__To do__:
- a) In the post about a possible Darklands successor, name every party in the four-way struggle for power in France.
- b) Copy the post about a Darklands successor word for word, from "Jan - Thanks" to "later middle ages.".
- c) Write the next part of the post about a Darklands successor, picking up right after its final sentence.

__Text shown__:
%%
Jan - Thanks for the kind words. I am aware of "The Guild" and its sequels (of course!), and am looking forward to what's in the latest sequel when it finally leaves early access and is released. Personally, I rarely play Early Access games.

As you probably know, I am seriously examining the possibility of a "spiritual successor" to Darklands. It is not intended to be a competitor or remake of Darklands, but instead to be another historical game set in the later middle ages.

Back in 1988-89 I briefly considered Hundred Years War France as a setting for Darklands. I indirectly alluded to this in the manual (page 99). However, suitable historical sources weren't available at that time. This has now changed. Jonathan Sumption's magnificent multi-volume history of the Hundred Years War describes who was where, doing what, year by year, region by region for the entire Hundred Years War! It's his lifetime magnum opus, well worth owning. It's also an astounding gold mine for an historical game designer like me.

My attention is drawn to the era roughly between 1370 and 1410, after the first huge English victories, but before Henry V gains the English throne, wins at Agincourt, then dies so the French can regroup, be inspired by Joan of Arc, and ultimately win decisively in the early 1450s.

My goal in such a successor product would be, once again, to portray a region and era as seen through the eyes of those who lived it. My current thinking is to place less emphasis on witchcraft and fantastical plots, and relatively more on actual political struggles (thanks to all the detail in Sumption). In particular, I'm looking at the four-way political struggle in France for power between the English, the Burgundians, the Orleanist/Armagnacs, and the royal bureaucracy. I also want to provide a a portrayal of the role of Christianity in popular beliefs, as well as it's politics between the popes of Avignon and Rome.
%%
__Information given__:
%%
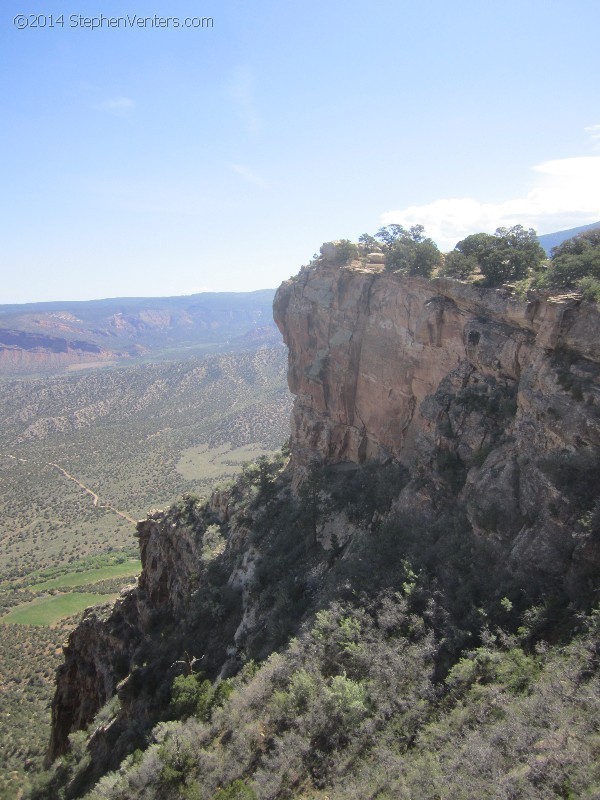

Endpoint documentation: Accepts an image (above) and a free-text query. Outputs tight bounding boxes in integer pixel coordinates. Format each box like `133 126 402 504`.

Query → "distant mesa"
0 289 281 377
%%
%%
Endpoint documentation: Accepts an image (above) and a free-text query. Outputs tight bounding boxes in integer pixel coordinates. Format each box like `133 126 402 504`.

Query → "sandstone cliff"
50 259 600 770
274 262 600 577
%%
__Results of the tasks__:
- a) the English, the Burgundians, the Orleanist/Armagnacs, the royal bureaucracy

- b)
Jan - Thanks for the kind words. I am aware of "The Guild" and its sequels (of course!), and am looking forward to what's in the latest sequel when it finally leaves early access and is released. Personally, I rarely play Early Access games.

As you probably know, I am seriously examining the possibility of a "spiritual successor" to Darklands. It is not intended to be a competitor or remake of Darklands, but instead to be another historical game set in the later middle ages.

- c)
It's typical of the era that each papal faction (as well as various non-religions factions) was remarkably quick to complain the opposing Pope was using sorcery against them! Of course, "sorcery" as understood in that era was very different from the current popular conception of it, much less what's portrayed in fantasy books and games of the last half century. (For historical insights, see "Magic in the Middle Ages," second edition, by Richard Kieckhefer,, c.2014, and assorted remarks in "Avignon and its Papacy 1309-1417" by Joelle Rollo-Koster, c.2015.)

In all this, you can see my preference for setting games in slightly more obscure periods that are not dominated by the actions of a few important leaders. This lets a more "ordinary" party of adventurers plot their own course through a turbulent region and era. I want the player to make their own choices, having "free will" to control their destiny without feeling they are slaves to the dictates of history.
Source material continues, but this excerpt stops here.